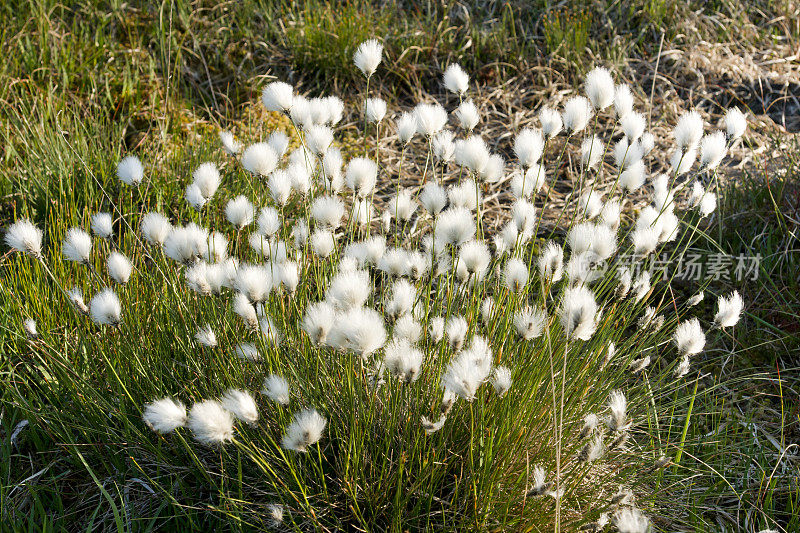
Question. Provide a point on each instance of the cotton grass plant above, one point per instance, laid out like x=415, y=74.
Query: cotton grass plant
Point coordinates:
x=337, y=347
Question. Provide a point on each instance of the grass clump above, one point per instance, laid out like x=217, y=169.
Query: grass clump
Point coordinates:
x=292, y=337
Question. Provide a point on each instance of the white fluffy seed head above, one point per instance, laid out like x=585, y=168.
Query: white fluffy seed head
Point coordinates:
x=194, y=196
x=735, y=123
x=501, y=380
x=105, y=309
x=633, y=177
x=269, y=221
x=276, y=389
x=210, y=422
x=455, y=79
x=278, y=96
x=103, y=225
x=689, y=337
x=368, y=57
x=119, y=267
x=77, y=246
x=164, y=415
x=130, y=171
x=467, y=115
x=516, y=274
x=305, y=430
x=631, y=520
x=22, y=236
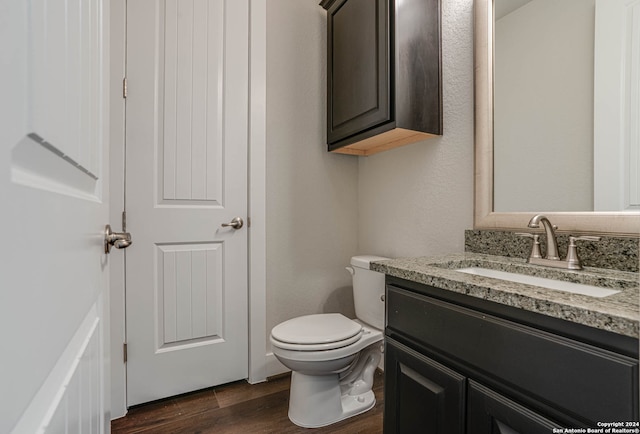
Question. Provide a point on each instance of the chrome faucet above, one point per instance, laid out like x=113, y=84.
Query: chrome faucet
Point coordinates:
x=549, y=229
x=552, y=259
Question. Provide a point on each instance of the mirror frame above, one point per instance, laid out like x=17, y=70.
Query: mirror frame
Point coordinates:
x=606, y=223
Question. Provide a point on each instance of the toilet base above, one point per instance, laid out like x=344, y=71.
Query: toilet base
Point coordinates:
x=316, y=401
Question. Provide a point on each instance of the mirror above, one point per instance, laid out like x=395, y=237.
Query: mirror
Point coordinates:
x=492, y=211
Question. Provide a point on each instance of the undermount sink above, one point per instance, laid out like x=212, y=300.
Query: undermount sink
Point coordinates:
x=560, y=285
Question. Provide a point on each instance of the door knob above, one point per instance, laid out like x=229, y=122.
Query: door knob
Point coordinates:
x=119, y=240
x=236, y=223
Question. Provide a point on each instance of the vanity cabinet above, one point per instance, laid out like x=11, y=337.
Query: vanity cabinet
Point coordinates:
x=464, y=365
x=383, y=74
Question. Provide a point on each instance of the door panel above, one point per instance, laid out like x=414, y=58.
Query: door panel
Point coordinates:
x=54, y=190
x=492, y=413
x=187, y=107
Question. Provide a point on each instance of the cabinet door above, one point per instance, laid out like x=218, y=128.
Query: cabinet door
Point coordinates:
x=491, y=413
x=421, y=395
x=358, y=91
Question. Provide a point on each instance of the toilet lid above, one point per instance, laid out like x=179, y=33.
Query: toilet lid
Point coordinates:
x=316, y=329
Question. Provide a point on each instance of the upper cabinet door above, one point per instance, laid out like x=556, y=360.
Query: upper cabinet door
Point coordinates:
x=358, y=55
x=383, y=74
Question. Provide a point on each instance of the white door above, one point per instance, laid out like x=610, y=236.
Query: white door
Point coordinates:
x=186, y=175
x=54, y=199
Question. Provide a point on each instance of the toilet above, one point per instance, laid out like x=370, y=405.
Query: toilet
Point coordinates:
x=333, y=358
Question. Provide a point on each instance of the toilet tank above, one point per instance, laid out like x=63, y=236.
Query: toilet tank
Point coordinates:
x=368, y=290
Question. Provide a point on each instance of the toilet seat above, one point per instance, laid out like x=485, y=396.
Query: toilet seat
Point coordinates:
x=316, y=332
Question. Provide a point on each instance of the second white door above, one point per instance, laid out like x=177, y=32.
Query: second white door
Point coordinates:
x=186, y=175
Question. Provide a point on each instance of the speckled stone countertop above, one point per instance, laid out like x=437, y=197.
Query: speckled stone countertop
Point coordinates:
x=618, y=313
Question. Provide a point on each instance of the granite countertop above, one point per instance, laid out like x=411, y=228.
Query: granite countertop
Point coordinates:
x=618, y=313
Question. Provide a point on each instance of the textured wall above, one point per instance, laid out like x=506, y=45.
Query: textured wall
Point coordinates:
x=418, y=199
x=324, y=208
x=311, y=194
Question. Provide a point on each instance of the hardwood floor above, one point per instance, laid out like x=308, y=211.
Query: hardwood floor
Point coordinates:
x=238, y=408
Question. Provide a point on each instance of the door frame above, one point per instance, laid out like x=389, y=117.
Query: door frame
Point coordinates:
x=258, y=358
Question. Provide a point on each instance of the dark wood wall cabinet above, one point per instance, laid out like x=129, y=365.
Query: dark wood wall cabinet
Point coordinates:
x=383, y=74
x=454, y=364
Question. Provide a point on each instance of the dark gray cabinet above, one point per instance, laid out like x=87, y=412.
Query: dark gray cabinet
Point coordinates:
x=515, y=371
x=383, y=74
x=427, y=394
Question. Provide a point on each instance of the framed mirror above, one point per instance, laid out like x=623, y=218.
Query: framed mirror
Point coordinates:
x=591, y=214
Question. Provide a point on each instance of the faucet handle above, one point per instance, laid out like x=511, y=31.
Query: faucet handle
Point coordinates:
x=573, y=261
x=535, y=249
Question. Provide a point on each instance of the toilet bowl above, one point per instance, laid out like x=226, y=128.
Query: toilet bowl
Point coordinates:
x=333, y=358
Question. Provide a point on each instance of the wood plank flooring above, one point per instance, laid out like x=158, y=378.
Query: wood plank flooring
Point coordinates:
x=238, y=408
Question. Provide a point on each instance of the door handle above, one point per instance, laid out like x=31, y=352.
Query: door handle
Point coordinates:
x=236, y=223
x=119, y=240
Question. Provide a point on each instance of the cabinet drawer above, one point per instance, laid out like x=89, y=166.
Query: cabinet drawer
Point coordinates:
x=577, y=378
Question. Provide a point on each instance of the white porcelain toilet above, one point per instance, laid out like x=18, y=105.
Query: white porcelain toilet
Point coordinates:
x=333, y=358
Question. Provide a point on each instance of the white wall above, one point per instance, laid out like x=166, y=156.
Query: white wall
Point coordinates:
x=324, y=208
x=311, y=194
x=418, y=199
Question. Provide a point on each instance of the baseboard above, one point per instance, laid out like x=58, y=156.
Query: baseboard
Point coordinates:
x=273, y=365
x=71, y=398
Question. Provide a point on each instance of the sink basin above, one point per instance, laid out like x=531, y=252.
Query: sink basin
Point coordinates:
x=560, y=285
---*---
- Task goal
Rewrite everything from the line containing "like x=370, y=405." down to the line containing "x=454, y=364", both included, keeping the requests and their format samples unchanged. Multiply every point coordinate in the answers by 2.15 and round to whole numbers, with halves rounded up.

- Task output
Question. Provide a point on each instance of the toilet above, one point per instance, laid out like x=370, y=405.
Query: toilet
Point coordinates:
x=716, y=770
Question. Provide a point on each instance of the toilet tank above, one point per instance, laid out like x=63, y=236.
Query: toilet tank
Point coordinates:
x=791, y=624
Question. Provide a point on each instance of the toilet seat above, one point per instance, laid out like x=485, y=396.
Query: toilet seat
Point coordinates:
x=679, y=714
Question. Provide a point on each instance of the second white door above, one point per instance, laid out like x=177, y=32.
Query: second white door
Point coordinates:
x=400, y=376
Question. Provide a point on each instance of the speckled stone countertop above, one point per instance, laid out like x=437, y=197.
Query: speckled stone countertop
Point coordinates:
x=1329, y=673
Question. Provide a point on each instance of the granite countertop above, one point per instance, laid out like x=411, y=228.
Query: granite countertop
Point coordinates:
x=1329, y=673
Question. Provide a point on each instance of the textured wall above, one point per instance, laid out like x=506, y=45.
Query: textured wall
Point coordinates:
x=899, y=428
x=697, y=447
x=669, y=417
Question. Provide a point on each instance of the hardwood floor above, one point per instance, laid out like x=308, y=211.
Query: hardwood floor
Point coordinates:
x=512, y=877
Question. Provide a point on each instance of the door frame above, one point per instance, laid out like x=389, y=117.
Query: door frame
Point coordinates:
x=555, y=770
Question. Provide a point on each instance of the dark wood wall cabinet above, one point per instance, laid out like x=129, y=365.
Query: dark wood wall cabinet
Point coordinates:
x=823, y=159
x=976, y=783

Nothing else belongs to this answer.